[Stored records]
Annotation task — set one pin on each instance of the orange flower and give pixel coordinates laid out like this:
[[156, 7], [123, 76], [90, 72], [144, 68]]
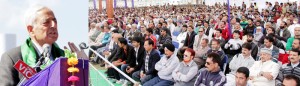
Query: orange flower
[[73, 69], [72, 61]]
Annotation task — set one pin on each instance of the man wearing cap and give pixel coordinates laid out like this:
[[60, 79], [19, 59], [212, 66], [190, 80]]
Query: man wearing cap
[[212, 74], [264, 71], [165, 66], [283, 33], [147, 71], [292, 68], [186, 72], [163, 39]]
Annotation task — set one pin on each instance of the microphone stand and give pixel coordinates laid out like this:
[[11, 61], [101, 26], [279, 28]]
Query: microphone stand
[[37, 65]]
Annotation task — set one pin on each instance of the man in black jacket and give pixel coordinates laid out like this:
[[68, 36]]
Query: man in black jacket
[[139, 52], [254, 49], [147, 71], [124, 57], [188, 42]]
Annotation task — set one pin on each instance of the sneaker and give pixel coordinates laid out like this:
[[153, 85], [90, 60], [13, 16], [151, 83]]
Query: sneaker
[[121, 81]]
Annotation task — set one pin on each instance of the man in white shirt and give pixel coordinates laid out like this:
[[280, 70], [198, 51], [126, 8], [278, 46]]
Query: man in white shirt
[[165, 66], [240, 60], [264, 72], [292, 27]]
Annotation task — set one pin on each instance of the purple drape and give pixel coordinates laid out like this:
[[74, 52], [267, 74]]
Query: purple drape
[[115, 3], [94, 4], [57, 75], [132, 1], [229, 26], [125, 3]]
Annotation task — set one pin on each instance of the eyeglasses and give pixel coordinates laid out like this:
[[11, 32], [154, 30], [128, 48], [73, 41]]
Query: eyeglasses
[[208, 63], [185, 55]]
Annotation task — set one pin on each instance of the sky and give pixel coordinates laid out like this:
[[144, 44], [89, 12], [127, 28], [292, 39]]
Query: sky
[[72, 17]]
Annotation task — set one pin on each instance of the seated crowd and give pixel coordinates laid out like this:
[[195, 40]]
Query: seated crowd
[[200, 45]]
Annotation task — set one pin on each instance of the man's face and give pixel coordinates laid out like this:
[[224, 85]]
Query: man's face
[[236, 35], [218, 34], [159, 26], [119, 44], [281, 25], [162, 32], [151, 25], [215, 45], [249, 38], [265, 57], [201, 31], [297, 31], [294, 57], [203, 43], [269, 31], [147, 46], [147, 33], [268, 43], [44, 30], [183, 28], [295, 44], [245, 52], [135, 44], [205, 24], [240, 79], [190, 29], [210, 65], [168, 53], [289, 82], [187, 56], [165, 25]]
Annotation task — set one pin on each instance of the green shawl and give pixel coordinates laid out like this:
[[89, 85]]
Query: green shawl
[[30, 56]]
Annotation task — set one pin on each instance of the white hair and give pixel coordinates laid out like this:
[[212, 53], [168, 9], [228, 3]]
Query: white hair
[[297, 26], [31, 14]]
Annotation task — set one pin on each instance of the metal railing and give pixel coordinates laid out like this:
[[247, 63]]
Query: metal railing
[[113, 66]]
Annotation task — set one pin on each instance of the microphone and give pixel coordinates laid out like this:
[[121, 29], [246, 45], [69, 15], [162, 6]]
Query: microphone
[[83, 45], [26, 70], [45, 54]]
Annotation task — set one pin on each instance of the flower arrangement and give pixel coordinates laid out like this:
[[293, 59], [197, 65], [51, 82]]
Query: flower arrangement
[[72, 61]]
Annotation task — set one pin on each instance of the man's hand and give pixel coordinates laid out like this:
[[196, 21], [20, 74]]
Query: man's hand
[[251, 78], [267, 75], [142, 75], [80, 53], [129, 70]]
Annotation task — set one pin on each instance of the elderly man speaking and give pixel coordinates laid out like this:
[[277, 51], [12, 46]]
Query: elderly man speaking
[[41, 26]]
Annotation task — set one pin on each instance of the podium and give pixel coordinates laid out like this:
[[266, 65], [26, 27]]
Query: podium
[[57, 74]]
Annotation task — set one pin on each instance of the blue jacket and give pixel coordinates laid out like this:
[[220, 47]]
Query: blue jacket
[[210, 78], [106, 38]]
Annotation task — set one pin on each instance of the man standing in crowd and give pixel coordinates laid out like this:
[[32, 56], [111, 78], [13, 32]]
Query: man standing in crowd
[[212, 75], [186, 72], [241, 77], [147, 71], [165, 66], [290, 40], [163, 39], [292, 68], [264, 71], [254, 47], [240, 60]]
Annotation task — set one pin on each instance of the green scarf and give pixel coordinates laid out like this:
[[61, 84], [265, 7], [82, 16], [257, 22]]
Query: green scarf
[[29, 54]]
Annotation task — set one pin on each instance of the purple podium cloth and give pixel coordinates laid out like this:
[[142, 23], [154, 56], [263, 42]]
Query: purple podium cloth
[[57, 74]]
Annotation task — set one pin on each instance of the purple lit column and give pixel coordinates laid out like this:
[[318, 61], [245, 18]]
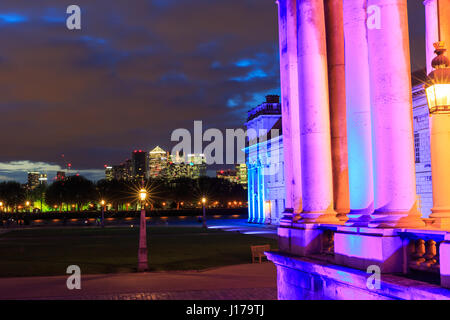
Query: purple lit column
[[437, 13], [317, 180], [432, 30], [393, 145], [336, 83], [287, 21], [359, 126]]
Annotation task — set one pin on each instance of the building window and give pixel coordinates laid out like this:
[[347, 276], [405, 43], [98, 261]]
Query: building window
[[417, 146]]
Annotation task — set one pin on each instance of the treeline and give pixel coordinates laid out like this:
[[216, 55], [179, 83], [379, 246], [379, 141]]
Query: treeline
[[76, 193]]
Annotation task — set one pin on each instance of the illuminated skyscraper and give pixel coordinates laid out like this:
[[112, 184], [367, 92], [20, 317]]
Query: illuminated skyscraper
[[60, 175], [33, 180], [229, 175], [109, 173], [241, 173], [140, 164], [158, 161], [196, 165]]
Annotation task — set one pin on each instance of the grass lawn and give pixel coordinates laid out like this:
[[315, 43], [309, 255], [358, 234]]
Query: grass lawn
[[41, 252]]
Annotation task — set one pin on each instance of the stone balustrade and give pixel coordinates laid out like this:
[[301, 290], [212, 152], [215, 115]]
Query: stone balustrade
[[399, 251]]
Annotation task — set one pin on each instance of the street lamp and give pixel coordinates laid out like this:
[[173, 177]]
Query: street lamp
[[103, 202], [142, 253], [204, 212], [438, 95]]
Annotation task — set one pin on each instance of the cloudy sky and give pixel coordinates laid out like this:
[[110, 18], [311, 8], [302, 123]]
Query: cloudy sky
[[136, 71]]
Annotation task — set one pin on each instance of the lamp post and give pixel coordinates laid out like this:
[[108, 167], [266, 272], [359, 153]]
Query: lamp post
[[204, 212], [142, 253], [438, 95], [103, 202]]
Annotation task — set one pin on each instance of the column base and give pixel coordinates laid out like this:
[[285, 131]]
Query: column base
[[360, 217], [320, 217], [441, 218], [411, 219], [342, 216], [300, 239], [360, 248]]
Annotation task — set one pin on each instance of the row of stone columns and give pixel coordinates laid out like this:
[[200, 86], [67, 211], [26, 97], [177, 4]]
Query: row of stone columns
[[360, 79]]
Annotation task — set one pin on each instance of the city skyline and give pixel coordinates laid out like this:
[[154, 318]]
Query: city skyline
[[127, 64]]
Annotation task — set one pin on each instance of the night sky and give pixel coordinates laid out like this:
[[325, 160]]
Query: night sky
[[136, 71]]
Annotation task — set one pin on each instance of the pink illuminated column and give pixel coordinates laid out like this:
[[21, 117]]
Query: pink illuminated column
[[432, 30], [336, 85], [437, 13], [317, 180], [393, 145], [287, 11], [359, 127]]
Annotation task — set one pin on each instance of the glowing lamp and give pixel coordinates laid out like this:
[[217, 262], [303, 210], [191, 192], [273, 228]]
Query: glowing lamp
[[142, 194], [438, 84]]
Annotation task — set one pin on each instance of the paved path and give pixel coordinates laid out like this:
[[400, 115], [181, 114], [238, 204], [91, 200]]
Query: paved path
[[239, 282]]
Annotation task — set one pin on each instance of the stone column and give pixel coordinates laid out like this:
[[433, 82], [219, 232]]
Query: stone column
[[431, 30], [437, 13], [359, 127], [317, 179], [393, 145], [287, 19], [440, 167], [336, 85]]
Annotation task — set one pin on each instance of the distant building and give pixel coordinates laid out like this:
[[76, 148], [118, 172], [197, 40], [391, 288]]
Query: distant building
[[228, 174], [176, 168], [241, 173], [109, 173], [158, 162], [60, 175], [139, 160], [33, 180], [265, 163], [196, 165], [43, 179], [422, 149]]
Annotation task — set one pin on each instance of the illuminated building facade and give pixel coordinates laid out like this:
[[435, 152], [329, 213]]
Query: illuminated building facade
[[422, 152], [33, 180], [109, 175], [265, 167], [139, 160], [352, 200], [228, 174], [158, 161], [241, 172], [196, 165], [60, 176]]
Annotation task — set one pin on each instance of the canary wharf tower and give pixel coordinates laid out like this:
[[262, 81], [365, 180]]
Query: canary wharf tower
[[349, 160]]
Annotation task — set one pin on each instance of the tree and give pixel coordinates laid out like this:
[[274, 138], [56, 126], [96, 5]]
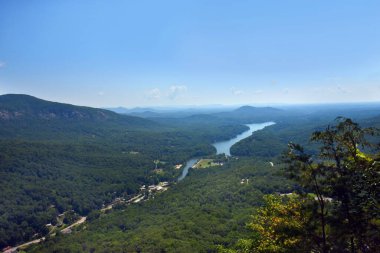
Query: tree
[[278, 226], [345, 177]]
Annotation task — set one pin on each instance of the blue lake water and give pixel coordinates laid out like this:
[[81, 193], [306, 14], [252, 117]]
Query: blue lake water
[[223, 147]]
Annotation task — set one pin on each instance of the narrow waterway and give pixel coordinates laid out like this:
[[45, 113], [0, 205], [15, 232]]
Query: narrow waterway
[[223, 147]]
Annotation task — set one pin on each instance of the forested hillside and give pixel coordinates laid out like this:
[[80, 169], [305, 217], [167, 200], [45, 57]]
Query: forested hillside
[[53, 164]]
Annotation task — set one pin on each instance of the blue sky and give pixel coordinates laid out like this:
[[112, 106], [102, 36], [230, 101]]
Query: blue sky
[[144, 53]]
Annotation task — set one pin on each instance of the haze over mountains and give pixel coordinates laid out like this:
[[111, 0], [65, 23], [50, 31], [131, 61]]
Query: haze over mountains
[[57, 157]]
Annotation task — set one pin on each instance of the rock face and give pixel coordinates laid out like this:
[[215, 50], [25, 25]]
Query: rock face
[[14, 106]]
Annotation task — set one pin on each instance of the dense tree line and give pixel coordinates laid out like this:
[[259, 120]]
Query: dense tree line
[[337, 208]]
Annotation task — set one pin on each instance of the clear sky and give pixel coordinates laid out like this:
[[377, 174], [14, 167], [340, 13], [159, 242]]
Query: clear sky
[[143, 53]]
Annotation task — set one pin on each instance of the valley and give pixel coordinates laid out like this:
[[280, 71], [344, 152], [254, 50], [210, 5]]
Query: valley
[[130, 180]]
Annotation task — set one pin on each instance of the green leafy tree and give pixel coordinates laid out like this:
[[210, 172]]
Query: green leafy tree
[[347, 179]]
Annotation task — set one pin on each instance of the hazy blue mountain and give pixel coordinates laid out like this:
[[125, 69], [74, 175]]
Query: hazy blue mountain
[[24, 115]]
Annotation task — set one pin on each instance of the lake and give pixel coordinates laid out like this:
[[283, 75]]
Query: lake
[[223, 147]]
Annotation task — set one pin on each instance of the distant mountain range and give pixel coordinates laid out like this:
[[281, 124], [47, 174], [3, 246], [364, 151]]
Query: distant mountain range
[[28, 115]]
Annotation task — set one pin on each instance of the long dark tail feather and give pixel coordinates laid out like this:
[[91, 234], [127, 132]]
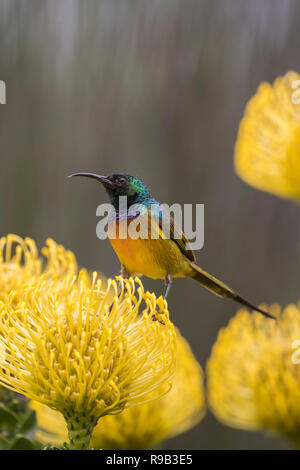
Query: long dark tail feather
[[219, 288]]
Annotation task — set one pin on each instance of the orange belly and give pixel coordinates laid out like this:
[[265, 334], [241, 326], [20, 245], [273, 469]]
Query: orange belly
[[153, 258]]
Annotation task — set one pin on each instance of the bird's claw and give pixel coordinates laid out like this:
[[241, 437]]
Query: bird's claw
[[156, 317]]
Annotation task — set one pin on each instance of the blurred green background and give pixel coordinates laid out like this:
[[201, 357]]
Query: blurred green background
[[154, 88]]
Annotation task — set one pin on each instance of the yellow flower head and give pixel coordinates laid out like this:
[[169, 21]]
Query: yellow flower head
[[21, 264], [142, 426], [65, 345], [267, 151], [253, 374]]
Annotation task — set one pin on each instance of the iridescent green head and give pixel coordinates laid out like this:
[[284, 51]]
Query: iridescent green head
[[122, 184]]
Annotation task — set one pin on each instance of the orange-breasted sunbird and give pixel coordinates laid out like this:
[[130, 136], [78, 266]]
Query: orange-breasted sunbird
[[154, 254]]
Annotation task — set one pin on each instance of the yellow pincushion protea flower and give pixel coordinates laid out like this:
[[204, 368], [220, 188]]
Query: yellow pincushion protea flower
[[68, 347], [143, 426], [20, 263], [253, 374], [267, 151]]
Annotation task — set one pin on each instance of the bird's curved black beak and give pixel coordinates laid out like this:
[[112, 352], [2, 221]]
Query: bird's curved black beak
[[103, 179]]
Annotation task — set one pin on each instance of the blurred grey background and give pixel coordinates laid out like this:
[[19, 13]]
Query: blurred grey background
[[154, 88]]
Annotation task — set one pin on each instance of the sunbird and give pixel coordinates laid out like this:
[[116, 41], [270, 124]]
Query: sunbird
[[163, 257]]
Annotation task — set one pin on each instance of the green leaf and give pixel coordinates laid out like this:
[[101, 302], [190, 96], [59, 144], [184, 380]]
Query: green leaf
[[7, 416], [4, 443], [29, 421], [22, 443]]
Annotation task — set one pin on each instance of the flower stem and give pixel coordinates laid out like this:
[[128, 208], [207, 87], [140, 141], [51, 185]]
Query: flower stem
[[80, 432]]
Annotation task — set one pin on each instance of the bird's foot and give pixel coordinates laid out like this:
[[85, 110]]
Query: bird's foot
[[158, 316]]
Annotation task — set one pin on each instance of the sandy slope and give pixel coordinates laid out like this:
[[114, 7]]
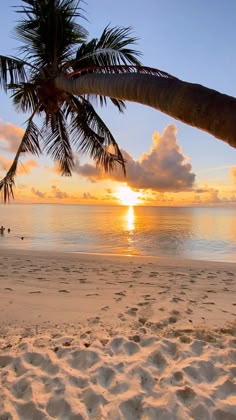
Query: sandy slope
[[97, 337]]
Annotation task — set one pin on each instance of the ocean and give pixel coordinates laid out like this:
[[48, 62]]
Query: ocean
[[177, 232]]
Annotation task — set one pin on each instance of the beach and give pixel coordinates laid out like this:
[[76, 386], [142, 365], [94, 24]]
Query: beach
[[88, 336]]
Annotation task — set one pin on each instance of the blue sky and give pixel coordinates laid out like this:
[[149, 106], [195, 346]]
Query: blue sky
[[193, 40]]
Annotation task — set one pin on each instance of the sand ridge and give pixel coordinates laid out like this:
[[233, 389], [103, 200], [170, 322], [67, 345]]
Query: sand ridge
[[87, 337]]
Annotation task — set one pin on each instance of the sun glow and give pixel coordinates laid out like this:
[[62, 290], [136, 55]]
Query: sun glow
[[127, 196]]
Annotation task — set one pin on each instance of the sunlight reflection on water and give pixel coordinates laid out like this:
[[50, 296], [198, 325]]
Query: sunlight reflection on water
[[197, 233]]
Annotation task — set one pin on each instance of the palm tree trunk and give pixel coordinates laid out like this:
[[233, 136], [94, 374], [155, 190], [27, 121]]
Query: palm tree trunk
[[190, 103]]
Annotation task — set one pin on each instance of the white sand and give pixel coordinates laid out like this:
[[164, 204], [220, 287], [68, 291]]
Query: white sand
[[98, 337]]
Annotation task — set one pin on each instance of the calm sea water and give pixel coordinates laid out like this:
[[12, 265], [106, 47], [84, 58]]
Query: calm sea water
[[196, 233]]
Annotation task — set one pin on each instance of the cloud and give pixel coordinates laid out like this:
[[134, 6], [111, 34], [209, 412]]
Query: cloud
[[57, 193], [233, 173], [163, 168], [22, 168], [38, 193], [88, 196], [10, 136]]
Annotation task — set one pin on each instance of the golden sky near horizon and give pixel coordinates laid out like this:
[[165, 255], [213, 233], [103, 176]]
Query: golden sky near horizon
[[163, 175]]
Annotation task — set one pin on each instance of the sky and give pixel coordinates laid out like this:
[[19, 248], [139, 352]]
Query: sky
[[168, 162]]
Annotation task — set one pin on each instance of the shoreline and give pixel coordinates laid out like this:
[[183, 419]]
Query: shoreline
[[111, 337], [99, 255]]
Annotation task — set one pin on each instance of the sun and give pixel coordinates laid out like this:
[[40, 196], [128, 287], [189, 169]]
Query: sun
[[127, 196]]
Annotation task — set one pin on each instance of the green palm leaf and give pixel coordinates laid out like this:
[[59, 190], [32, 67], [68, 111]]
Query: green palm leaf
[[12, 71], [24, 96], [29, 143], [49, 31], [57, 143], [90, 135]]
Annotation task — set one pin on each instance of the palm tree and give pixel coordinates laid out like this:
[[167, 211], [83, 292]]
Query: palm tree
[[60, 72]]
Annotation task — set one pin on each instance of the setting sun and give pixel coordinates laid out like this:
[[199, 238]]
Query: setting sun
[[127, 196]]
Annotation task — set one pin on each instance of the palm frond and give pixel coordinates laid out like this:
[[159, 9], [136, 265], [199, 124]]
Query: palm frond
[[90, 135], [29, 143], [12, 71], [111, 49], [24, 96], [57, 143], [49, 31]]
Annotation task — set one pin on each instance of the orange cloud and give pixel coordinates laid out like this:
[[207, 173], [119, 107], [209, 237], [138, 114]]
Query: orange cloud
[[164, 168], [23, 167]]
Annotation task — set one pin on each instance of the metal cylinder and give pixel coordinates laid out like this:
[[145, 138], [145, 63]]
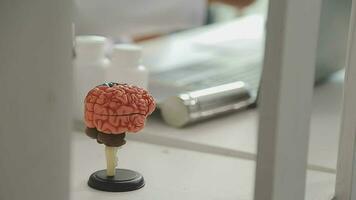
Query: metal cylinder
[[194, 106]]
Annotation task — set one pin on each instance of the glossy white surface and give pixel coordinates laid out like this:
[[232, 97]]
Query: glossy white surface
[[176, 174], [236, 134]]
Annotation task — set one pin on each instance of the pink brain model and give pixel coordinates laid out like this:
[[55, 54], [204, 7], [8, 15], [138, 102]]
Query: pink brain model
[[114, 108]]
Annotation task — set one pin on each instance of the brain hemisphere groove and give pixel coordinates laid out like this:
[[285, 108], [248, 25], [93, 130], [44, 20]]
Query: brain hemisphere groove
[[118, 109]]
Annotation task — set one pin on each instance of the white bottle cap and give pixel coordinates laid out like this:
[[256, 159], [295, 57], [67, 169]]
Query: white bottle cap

WHAT THE EXERCISE ASKS: For the string "bottle", report how many lines of the records contain it, giving the number only.

RESPONSE TO THE EXERCISE: 2